* _TO DO_: The required output is the complete listing, copied word for word.
[RECORD EXCERPTS Boundary: Start]
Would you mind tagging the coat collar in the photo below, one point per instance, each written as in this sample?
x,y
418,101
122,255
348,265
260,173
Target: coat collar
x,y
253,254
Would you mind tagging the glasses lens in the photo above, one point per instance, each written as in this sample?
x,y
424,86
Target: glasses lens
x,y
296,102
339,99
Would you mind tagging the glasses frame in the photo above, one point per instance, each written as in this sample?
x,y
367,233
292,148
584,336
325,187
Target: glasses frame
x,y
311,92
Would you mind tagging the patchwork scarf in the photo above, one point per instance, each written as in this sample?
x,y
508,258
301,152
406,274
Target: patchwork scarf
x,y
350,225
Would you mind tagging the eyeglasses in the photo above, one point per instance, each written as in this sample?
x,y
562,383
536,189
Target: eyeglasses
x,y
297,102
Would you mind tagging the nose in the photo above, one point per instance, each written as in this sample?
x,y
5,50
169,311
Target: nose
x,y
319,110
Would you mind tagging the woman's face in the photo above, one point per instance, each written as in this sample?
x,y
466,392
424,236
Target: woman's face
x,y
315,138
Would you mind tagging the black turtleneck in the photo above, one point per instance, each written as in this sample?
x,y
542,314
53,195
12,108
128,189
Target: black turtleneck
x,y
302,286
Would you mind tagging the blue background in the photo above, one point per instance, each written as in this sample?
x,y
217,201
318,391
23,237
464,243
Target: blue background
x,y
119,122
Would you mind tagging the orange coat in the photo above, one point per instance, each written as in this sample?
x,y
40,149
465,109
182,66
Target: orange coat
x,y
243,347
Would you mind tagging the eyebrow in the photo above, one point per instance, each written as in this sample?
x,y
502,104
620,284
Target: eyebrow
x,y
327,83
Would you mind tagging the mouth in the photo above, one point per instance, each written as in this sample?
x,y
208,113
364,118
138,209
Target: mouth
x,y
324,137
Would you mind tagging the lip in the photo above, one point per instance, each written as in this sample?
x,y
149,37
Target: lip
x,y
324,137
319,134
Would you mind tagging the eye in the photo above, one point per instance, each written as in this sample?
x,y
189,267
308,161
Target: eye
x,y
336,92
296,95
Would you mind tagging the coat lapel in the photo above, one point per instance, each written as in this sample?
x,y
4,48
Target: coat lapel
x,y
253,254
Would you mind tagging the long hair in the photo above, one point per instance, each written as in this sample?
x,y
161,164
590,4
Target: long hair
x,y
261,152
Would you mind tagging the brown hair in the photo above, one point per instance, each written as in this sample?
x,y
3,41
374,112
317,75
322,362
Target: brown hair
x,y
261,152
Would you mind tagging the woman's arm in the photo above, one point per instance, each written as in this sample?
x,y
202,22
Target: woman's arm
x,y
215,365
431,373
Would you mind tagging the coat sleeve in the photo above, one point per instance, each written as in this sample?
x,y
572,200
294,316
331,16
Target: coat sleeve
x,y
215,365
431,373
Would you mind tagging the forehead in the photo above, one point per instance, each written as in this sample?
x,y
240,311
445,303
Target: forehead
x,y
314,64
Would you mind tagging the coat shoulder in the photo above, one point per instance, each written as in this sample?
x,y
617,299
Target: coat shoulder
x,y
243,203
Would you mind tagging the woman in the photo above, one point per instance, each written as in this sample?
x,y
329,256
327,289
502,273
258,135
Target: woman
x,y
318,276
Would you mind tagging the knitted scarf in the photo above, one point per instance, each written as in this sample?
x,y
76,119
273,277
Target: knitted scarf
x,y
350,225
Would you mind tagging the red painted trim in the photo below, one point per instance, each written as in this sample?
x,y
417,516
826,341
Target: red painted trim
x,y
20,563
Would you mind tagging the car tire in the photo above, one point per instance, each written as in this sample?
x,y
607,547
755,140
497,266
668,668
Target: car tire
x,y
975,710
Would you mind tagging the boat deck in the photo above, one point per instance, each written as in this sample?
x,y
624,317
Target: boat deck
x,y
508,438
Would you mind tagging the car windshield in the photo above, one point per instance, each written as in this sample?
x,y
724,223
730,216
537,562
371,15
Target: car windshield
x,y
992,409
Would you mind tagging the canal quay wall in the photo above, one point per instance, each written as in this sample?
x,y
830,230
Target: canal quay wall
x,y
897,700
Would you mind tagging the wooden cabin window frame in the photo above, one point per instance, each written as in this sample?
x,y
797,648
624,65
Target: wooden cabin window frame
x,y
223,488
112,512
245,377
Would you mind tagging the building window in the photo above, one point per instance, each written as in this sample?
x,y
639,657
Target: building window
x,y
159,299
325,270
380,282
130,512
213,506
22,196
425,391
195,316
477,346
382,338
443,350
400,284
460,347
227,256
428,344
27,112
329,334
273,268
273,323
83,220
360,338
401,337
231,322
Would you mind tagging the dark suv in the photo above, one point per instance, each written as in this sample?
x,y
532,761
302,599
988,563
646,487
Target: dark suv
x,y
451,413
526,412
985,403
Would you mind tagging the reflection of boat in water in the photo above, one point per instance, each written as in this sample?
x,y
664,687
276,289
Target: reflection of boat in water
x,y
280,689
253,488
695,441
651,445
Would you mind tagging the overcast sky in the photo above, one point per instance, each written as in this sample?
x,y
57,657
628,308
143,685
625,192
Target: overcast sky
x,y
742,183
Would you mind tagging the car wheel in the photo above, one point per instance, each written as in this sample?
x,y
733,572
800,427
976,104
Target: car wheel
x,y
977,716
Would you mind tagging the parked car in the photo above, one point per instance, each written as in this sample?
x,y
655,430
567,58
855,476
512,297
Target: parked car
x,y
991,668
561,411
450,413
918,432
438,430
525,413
[RECORD EXCERPTS Boundary: End]
* _RESPONSE BELOW_:
Would you mind tagging the coat collar in the photo below, one point per instance, each written as in this sample?
x,y
418,101
122,255
348,265
260,173
Target: coat collar
x,y
253,254
Would you mind tagging the glasses lens in the photo above, one point per instance, each written as in this sample?
x,y
424,86
Target: glasses lens
x,y
296,102
339,99
Would you mind tagging the glasses frame in the photo above, one point per instance, each written as in this sample?
x,y
367,233
292,148
584,336
325,187
Target: glasses frame
x,y
311,92
Would you mind tagging the patchwork scarf in the photo above, one point per instance, each written as in this sample?
x,y
508,258
301,152
406,274
Target: patchwork scarf
x,y
350,225
Would you mind tagging the eyeglasses in the photo above, one point per instance, each written as in this sample?
x,y
562,383
536,189
Target: eyeglasses
x,y
297,102
Would you mind tagging the nose in the photo above, one point per instance, each written as in this sample?
x,y
5,50
169,311
Target: nose
x,y
319,110
Would you mind tagging the woman's face in the photo above, one point per instance, each written as in this sample?
x,y
466,392
424,236
Target: woman's face
x,y
315,138
Would you mind tagging the black turtleneck in the photo above, one point per instance, each written as in this sample?
x,y
542,314
53,195
12,108
128,189
Target: black turtleneck
x,y
302,286
Would you mind tagging the blue background in the photo above, one point per instance, each written as in this sample?
x,y
217,201
318,391
23,237
464,243
Target: blue background
x,y
119,122
Would you mind tagging the orange coat in the photo above, one point per instance, each written as in this sample?
x,y
40,149
465,109
182,66
Target: orange coat
x,y
243,347
Would you mind tagging the eyebrow in the photo above, one point per instance, each written as in this sample?
x,y
502,104
620,284
Target: eyebrow
x,y
327,83
Would you mind tagging the mouth in the photo above, one point per instance, each written as in this sample?
x,y
208,113
364,118
138,209
Target: mouth
x,y
324,137
Would you mind tagging the lip in the photo above, one point per instance, each written as in this sample?
x,y
149,37
Target: lip
x,y
324,137
319,134
Would you mind tagging the eye in the photo above, one point per instance, each written as in this sample?
x,y
189,267
308,161
Target: eye
x,y
336,92
296,95
Would you mind tagging the coat lapel in the photo above, one point per instance, each written as in this sample?
x,y
4,48
Target: coat lapel
x,y
253,254
Would you mind tagging the long hair in the photo above, one point per instance, each written as in this sample?
x,y
161,164
590,4
Target: long hair
x,y
261,152
Would you mind tagging the brown hair in the photo above, one point per instance, each written as in this sample?
x,y
3,41
374,112
317,75
322,362
Target: brown hair
x,y
261,152
Would you mind tagging the woman's arm in the photo above, one point per instance, each written as in this sample?
x,y
202,22
Target: woman's arm
x,y
215,365
431,373
Would you mind tagging the coat sleeve in the photo above, one point per instance, each written as in this sample?
x,y
572,200
294,316
331,16
Target: coat sleeve
x,y
215,365
431,373
Would you mind tagging the forehead in the photo above, one point per instance, each written as in this sample?
x,y
240,311
445,303
Target: forehead
x,y
314,64
Would you mind tagging the coat shoulder in the photo above, one point per instance, each written as in this sample?
x,y
617,299
Target: coat shoulder
x,y
243,203
Would you mind tagging the woman in the photo above, one point per instance, each written as in this sample?
x,y
329,256
327,289
502,273
258,135
Target: woman
x,y
318,276
Would you mind tagging the knitted scarf in the photo above, one point per instance, each written as in this sample?
x,y
76,119
273,277
Target: knitted scarf
x,y
350,225
Would you mind tagging the red painted trim in the photo below, one point per instance, each written as in this sample?
x,y
417,516
826,341
Target: red painted trim
x,y
20,563
Would you mind tagging the car tire in the photo above, one point per instance, each written as in this sample?
x,y
607,547
755,140
497,266
668,668
Target: car tire
x,y
975,710
Would you mind tagging the boat deck in the photo above, one point per instance, each written as in this sample?
x,y
624,317
Target: boat deck
x,y
508,438
Would you mind tagging the car windshield in the photo above, one point per instance, each written as in this sample?
x,y
724,223
730,216
537,562
371,15
Target: car windshield
x,y
992,409
Would you mind tagging the canal quay wall in the photo above, one point per instance, each written as in this sample?
x,y
830,230
Target: canal quay wall
x,y
897,700
Would you mind tagging the wooden cabin window frame in the photo above, one point per instance, each written as in this sample?
x,y
797,648
624,65
Target: wooden cabin window frame
x,y
223,488
112,512
245,377
Would you mind tagging the building window in the photo above, one point per instance, each written as in this sample?
x,y
639,657
Target: building window
x,y
159,299
325,270
380,282
130,512
213,506
22,196
425,391
195,316
477,346
382,338
443,350
400,284
460,347
227,256
428,344
27,112
329,334
273,268
273,323
83,220
360,338
401,337
231,322
Would you mind tagging the dark suv in the photo above, one point per instance, each written as in this sample?
x,y
532,761
302,599
988,563
646,487
Target: dark suv
x,y
451,413
526,412
985,403
Would you mind tagging the reflection of boat in water in the photo above, one point per instance, each written as in this sample?
x,y
664,687
276,289
Target: reflection of boat in water
x,y
280,689
253,488
695,441
651,445
Would you mind tagging the overcast sky in the photo above, one point per instance, each written as in this sample?
x,y
57,657
628,308
143,685
625,192
Target: overcast sky
x,y
742,183
Would you mind tagging the car wheel in the photo above, one point per instance, each written as in this sample?
x,y
733,572
800,427
976,104
Target: car wheel
x,y
977,716
Would you mind tagging the parked car in the photo above, one point per instance, each written as in this sample?
x,y
655,430
567,58
855,476
512,297
Target: parked car
x,y
991,668
561,411
450,413
918,432
438,430
525,413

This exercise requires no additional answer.